--- Input material ---

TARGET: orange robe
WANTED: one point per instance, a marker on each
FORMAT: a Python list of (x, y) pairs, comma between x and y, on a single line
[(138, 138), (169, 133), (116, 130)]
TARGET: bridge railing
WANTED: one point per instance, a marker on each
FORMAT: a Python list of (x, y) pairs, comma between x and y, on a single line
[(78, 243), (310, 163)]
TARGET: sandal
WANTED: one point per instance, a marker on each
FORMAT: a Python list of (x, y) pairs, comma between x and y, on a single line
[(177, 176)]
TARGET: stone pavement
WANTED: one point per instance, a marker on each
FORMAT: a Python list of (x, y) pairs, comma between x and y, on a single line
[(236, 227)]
---
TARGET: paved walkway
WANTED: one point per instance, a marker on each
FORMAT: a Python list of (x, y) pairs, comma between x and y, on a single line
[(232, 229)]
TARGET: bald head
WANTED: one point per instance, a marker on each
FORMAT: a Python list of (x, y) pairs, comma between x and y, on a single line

--- Instructions for the task ---
Tell how many lines in the entries contain the string "TARGET". Give the number and nothing more.

--- Task result ---
6